[[ EXERCISE PASSAGE open ]]

In order to optimize the nutritional value of the final product, it is possible to add to the mixture, vitamins, minerals, such as for example: calcium, potassium, magnesium, zinc, iron, iodine, etc. in soluble or insoluble forms.

Preferably, in the mixture of step a) allowing preparation of a melted cheese base, water is in a sufficient amount up to 100% (q.s.p. 100%), i.e. for example the mixture does not contain ingredients other than the protein material of dairy origin, than the fat, emulsifier(s) or texturizing agent(s), and optionally cereal flour and vitamins and/or minerals.

In the methods described above, the heat-treatment step at a temperature comprised between 100 and 145° C., preferably between 100 and 140° C., may for example be conducted for 30 s to 6 mins.

The heat-treatment temperature of step a) is preferentially comprised between 85 and 140° C., advantageously between 100 an 140° C., for a duration from 3 s to 6 mins, preferably 30 s to 6 mins.

The hydrated cooked cereal incorporated into the melted cheese base in step b) will have been cooked for a time and at a temperature suitable for the type of applied cereal, typically by cooking in boiling water or in steam at a temperature from 100 to 120° C. for 15 to 60 mins, advantageously 15 to 30 mins, preferentially 100° C. for 20 to 50 mins, advantageously 20 to 25 mins, with a cereal volume/water volume ratio adapted to each cereal. For example, rice may be cooked with a ratio of 1 volume of rice/2 to 4 volumes of water. With this operation, the rice volume is multiplied by 2 to 4, and the dry weight content of the mass at the end of the cooking is comprised between 20 and 30%. The rice/water ratio will be greater than 2 (in particular 1 portion of rice and 2-3 portions of water).

The cereals are used as those found as such commercially: for example the rice is used in the form of milled rice either ovened or not (i.e. after an ovening and husking hydrothermal treatment (removal of the ligneous husk) or of whole grain rice or cargo rice (preservation of the pericarp). The sticky varieties will be preferred, which have a lower amylose level.

The cereal is incorporated into the melted cheese base in a useful proportion in order to obtain the desired nutritional characteristics of the final product, i.e. a composition providing a nutrient intake close to the recommendations of the WHO (i.e. a protein intake of 12%, a lipid intake of 33% and a carbohydrate intake of 55% of the total energy). As an example, a formulation providing 12% proteins, 32-33% lipids and 55% carbohydrates will be formed by a mixture consisting of 60% of cooked rice (dry rice content=15%) and 40% of melted base.

Generally, the proportion of hydrated cooked cereal will not exceed 60% by weight based on the total weight of the mixture with melted cheese base. Preferably, the proportion of hydrated cooked cereal will be comprised between 30 and 50% of the total weight of the mixture with the melted cheese base. The dry extract content of the hydrated cooked cereal is generally comprised between 20 and 35%, more specifically 22-28%.

[[ EXERCISE PASSAGE closed ]]

▶ WORK TO BE COMPLETED
Answer these questions from the passage on cheese-and-cereal mixtures:
(a) What share of the total mixture weight should the hydrated cooked cereal generally not exceed?
(b) Which rice varieties are preferred?
(c) In the example formulation giving 12% proteins, what percentage of the mixture is cooked rice?
The material after this text plays no part in the exercise.

[[ DATA FOR REVIEW open ]]

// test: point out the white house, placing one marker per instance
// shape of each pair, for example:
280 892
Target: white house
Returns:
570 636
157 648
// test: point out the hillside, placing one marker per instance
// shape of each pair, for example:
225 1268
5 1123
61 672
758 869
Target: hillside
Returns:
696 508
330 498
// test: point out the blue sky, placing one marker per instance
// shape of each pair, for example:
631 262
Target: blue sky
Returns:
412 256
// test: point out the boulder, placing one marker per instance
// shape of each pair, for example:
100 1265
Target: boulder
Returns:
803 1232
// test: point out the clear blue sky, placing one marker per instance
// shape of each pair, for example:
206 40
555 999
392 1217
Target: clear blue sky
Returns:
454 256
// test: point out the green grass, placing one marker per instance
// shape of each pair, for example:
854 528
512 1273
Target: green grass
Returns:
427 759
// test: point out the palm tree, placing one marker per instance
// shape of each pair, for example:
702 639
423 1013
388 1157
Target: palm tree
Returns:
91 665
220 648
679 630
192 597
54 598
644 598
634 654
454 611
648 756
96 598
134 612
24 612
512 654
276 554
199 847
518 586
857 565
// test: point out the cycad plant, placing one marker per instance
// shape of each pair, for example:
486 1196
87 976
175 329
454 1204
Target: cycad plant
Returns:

[[ DATA FOR REVIEW closed ]]

▶ FINISHED TASK
(a) 60% by weight.
(b) The sticky varieties, which have a lower amylose level.
(c) 60%.